Prompt: Print the records below once again, exactly as they were given.

Study material:
* * * *

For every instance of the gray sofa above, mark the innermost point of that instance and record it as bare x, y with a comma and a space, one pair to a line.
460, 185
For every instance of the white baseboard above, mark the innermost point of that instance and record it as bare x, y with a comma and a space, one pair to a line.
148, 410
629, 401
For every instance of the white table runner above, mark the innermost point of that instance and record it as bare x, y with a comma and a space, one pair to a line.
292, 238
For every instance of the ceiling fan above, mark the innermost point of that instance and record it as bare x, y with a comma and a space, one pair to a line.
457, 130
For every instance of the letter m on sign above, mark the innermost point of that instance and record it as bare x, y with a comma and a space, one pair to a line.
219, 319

* * * *

Written solution:
For every instance of the gray sofa above, mark the innermost point of that instance and record it as bare x, y with a comma and a space, one pair to a line.
460, 185
For every instance of the white baseboard above, mark the innermost point of that instance and record it as bare x, y with a comma and a space, one pair to a line.
148, 410
629, 401
For every instance of the white table runner above, mark the innermost point of that instance and record it as bare x, y with a comma and a space, one pair to a line.
292, 238
For every instance of the ceiling fan above, mark the innermost point of that instance and record it as bare x, y with a comma and a space, one pair to a line.
457, 130
For every instance of the letter m on sign above, mark the innermost point of that instance and record it as bare x, y with a comma and a space, one pair to a line.
219, 319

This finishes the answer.